» **TASK DIRECTIONS**
Reproduce every one of the entries below word for word, leaving out the pictures.

» **EXERCISE MATERIAL**
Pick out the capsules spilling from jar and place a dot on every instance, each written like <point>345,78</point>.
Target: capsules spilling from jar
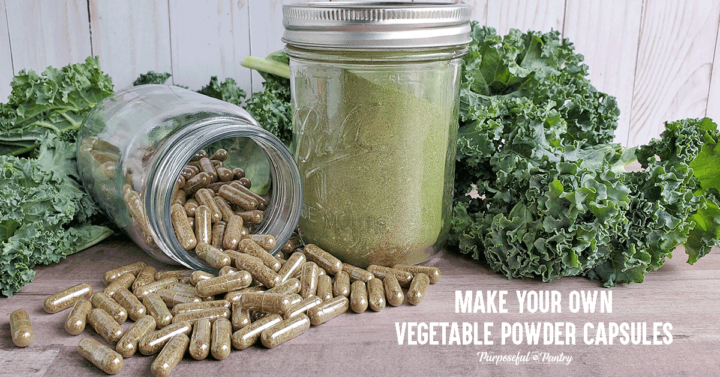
<point>204,315</point>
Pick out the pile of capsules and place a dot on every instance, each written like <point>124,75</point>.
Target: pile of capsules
<point>265,298</point>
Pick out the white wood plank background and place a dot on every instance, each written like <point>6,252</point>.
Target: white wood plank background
<point>656,57</point>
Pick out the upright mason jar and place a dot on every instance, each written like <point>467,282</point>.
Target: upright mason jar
<point>375,90</point>
<point>134,146</point>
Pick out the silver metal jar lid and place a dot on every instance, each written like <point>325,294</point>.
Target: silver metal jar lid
<point>376,25</point>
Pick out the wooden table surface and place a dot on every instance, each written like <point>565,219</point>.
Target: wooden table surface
<point>367,344</point>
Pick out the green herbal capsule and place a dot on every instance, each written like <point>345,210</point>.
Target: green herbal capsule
<point>381,272</point>
<point>258,270</point>
<point>376,295</point>
<point>146,276</point>
<point>134,269</point>
<point>101,356</point>
<point>308,280</point>
<point>170,356</point>
<point>285,330</point>
<point>75,324</point>
<point>157,309</point>
<point>289,287</point>
<point>342,284</point>
<point>248,335</point>
<point>293,264</point>
<point>240,316</point>
<point>102,301</point>
<point>417,289</point>
<point>358,296</point>
<point>303,306</point>
<point>323,259</point>
<point>130,302</point>
<point>105,325</point>
<point>266,302</point>
<point>21,328</point>
<point>127,345</point>
<point>249,247</point>
<point>357,273</point>
<point>221,338</point>
<point>328,310</point>
<point>433,273</point>
<point>67,298</point>
<point>393,292</point>
<point>223,284</point>
<point>124,281</point>
<point>154,342</point>
<point>200,340</point>
<point>324,290</point>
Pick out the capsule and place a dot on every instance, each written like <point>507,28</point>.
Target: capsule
<point>157,309</point>
<point>303,306</point>
<point>357,273</point>
<point>342,284</point>
<point>433,273</point>
<point>75,324</point>
<point>265,302</point>
<point>233,233</point>
<point>154,342</point>
<point>235,296</point>
<point>235,196</point>
<point>251,248</point>
<point>289,287</point>
<point>146,276</point>
<point>218,233</point>
<point>102,301</point>
<point>124,281</point>
<point>67,298</point>
<point>223,284</point>
<point>393,292</point>
<point>101,356</point>
<point>324,290</point>
<point>154,287</point>
<point>198,276</point>
<point>134,269</point>
<point>211,314</point>
<point>248,335</point>
<point>380,272</point>
<point>221,338</point>
<point>417,289</point>
<point>170,356</point>
<point>200,340</point>
<point>252,217</point>
<point>130,302</point>
<point>105,325</point>
<point>328,310</point>
<point>127,345</point>
<point>266,241</point>
<point>240,316</point>
<point>323,259</point>
<point>308,280</point>
<point>21,328</point>
<point>258,270</point>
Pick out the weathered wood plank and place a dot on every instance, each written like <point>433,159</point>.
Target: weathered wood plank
<point>209,38</point>
<point>606,33</point>
<point>130,38</point>
<point>541,15</point>
<point>6,70</point>
<point>674,64</point>
<point>48,33</point>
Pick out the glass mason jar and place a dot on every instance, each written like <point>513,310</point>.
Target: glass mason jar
<point>134,145</point>
<point>375,90</point>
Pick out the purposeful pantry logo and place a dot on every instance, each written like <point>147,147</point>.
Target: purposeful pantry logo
<point>535,357</point>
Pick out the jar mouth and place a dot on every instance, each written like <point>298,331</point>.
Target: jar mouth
<point>282,214</point>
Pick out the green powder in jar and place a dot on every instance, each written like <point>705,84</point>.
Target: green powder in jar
<point>375,163</point>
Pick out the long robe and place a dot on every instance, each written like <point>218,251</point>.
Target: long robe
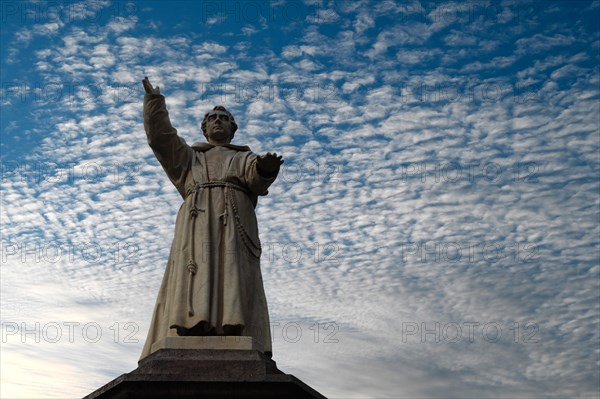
<point>212,280</point>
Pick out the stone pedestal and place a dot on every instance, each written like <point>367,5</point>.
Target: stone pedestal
<point>205,373</point>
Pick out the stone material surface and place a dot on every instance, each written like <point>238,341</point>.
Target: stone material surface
<point>216,342</point>
<point>206,373</point>
<point>212,283</point>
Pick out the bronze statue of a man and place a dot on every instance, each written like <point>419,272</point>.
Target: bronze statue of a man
<point>212,283</point>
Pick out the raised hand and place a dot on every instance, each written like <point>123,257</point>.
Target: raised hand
<point>268,164</point>
<point>148,87</point>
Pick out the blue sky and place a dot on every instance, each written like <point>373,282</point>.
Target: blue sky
<point>434,229</point>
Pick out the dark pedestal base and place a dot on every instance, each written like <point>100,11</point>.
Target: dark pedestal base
<point>205,373</point>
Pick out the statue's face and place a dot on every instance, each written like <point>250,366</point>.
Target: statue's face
<point>218,127</point>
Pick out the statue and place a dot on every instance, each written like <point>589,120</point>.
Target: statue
<point>212,283</point>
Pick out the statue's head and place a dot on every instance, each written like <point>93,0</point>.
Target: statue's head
<point>217,122</point>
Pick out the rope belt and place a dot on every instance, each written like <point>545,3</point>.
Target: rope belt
<point>213,184</point>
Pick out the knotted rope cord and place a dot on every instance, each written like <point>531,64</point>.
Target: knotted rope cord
<point>192,266</point>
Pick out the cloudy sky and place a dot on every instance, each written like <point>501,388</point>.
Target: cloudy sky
<point>434,229</point>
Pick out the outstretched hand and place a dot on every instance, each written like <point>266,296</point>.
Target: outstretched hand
<point>268,164</point>
<point>148,87</point>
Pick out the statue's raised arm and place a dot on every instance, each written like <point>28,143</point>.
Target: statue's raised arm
<point>171,150</point>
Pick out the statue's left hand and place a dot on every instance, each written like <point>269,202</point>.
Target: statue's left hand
<point>268,164</point>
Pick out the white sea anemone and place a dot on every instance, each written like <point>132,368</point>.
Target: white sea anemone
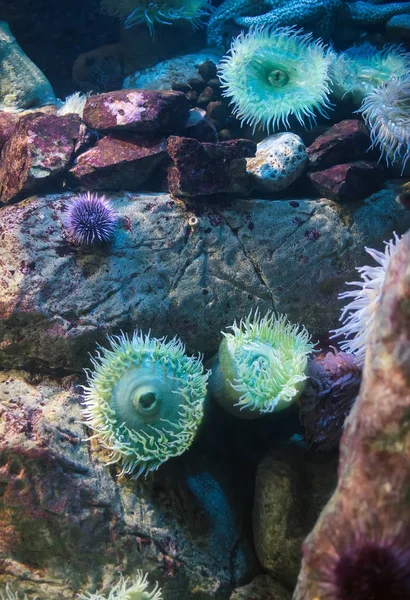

» **CORRECT RESULT**
Pick out the capsules spilling from jar and place a dot on every instance, each written like <point>345,78</point>.
Target: capsules spilling from jar
<point>204,315</point>
Pick out the pile of capsules and place a dot on every instance, each written like <point>124,75</point>.
Target: pile of capsules
<point>265,298</point>
Pick out the white wood plank background and place a dot on every instance, each written like <point>6,252</point>.
Target: white wood plank background
<point>656,57</point>
Pick out the upright mason jar and place a dot on every instance, each written like <point>467,282</point>.
Target: upright mason jar
<point>375,90</point>
<point>134,146</point>
Pick out the silver metal jar lid and place a dot on every instance, each written like <point>325,294</point>.
Target: silver metal jar lid
<point>376,25</point>
Pick out the wooden table surface and place a dot on every instance, each written like <point>565,219</point>.
Target: wooden table surface
<point>367,344</point>
Pick out the green herbal capsule and place a dot on every instance, each written like <point>345,210</point>.
Target: green herbal capsule
<point>381,272</point>
<point>258,270</point>
<point>376,295</point>
<point>146,276</point>
<point>134,269</point>
<point>101,356</point>
<point>308,280</point>
<point>170,356</point>
<point>285,330</point>
<point>75,324</point>
<point>157,309</point>
<point>289,287</point>
<point>342,284</point>
<point>248,335</point>
<point>293,264</point>
<point>240,316</point>
<point>102,301</point>
<point>417,289</point>
<point>358,296</point>
<point>303,306</point>
<point>323,259</point>
<point>130,302</point>
<point>105,325</point>
<point>266,302</point>
<point>21,328</point>
<point>127,345</point>
<point>249,247</point>
<point>357,273</point>
<point>221,338</point>
<point>328,310</point>
<point>433,273</point>
<point>67,298</point>
<point>393,292</point>
<point>223,284</point>
<point>124,281</point>
<point>154,342</point>
<point>200,340</point>
<point>324,290</point>
Pick out the capsule and place a dot on every instance, each written like <point>507,28</point>.
Target: capsule
<point>157,309</point>
<point>303,306</point>
<point>357,273</point>
<point>342,284</point>
<point>433,273</point>
<point>75,324</point>
<point>265,302</point>
<point>233,233</point>
<point>154,342</point>
<point>235,296</point>
<point>235,196</point>
<point>251,248</point>
<point>289,287</point>
<point>146,276</point>
<point>218,233</point>
<point>102,301</point>
<point>124,281</point>
<point>67,298</point>
<point>223,284</point>
<point>393,292</point>
<point>101,356</point>
<point>324,290</point>
<point>154,287</point>
<point>198,276</point>
<point>134,269</point>
<point>211,314</point>
<point>248,335</point>
<point>380,272</point>
<point>221,338</point>
<point>417,289</point>
<point>170,356</point>
<point>200,340</point>
<point>252,217</point>
<point>130,302</point>
<point>105,325</point>
<point>328,310</point>
<point>127,345</point>
<point>266,241</point>
<point>240,316</point>
<point>323,259</point>
<point>308,280</point>
<point>21,328</point>
<point>258,270</point>
Pick out the weathered wood plank and place a dot on every instance, each written like <point>433,159</point>.
Target: weathered wood plank
<point>209,38</point>
<point>606,33</point>
<point>130,38</point>
<point>541,15</point>
<point>6,70</point>
<point>674,64</point>
<point>48,33</point>
Pick out the glass mason jar and place a dot on every instance, each written like <point>513,310</point>.
Target: glass mason jar
<point>134,145</point>
<point>375,90</point>
Pick out the purposeful pantry logo and place a dot on every instance, each written like <point>147,147</point>.
Target: purposeful pantry logo
<point>535,357</point>
Pick out the jar mouth and place a dot on every instance, each written like <point>298,331</point>.
Target: jar mouth
<point>282,214</point>
Pick out the green powder in jar and place a dot on every instance, each written like <point>705,84</point>.
Target: green powder in jar
<point>375,163</point>
Pick out the long robe and place a dot on every instance, each written like <point>218,251</point>.
Target: long robe
<point>212,280</point>
Pick out the stone pedestal and place a dot on every instance, each written like <point>367,5</point>.
Target: stone pedestal
<point>205,373</point>
Pick out the stone material surface and place a dot on every instance, each written like <point>238,341</point>.
Target: stone material surface
<point>216,342</point>
<point>206,373</point>
<point>212,283</point>
Pick out the bronze statue of a man and place a dot on every instance, each written like <point>419,272</point>.
Target: bronze statue of a man
<point>212,283</point>
Pick out the raised hand and place a dot on every instance, each written like <point>123,257</point>.
Target: raised hand
<point>268,164</point>
<point>148,87</point>
Pick out the blue sky and place a dot on every instance, each written like <point>373,282</point>.
Target: blue sky
<point>434,229</point>
Pick out the dark pedestal base and place a dot on every instance, each written like <point>100,11</point>.
Target: dark pedestal base
<point>205,373</point>
Pick out the statue's face and place a dot on every instance, each written like <point>250,366</point>.
Target: statue's face
<point>218,127</point>
Pick out the statue and place a dot on every instance, each written like <point>589,120</point>.
Target: statue
<point>212,283</point>
Pick out the statue's head and place a dot on every instance, each written like <point>93,0</point>.
Target: statue's head
<point>217,122</point>
Pick out the rope belt and place a dot on every instance, each written like <point>545,3</point>.
Target: rope belt
<point>213,184</point>
Pick out the knotted rope cord and place a dot on every instance, each written like <point>531,64</point>.
Target: knotted rope cord
<point>192,266</point>
Pick out the cloudy sky and place a dot on every instance, each written like <point>501,388</point>.
Target: cloudy sky
<point>434,229</point>
Pick out the outstretched hand and place a dot on every instance, each written like <point>266,296</point>.
Target: outstretched hand
<point>268,164</point>
<point>148,87</point>
Pick out the statue's raised arm and place a dot on every instance, each written like <point>28,143</point>.
Target: statue's raised arm
<point>171,150</point>
Pick out the statue's left hand and place a dot on every instance, each written like <point>269,202</point>.
Target: statue's left hand
<point>268,164</point>
Pick out the white sea anemone and place a dot on every instance, each written like <point>132,368</point>.
Target: white sea anemone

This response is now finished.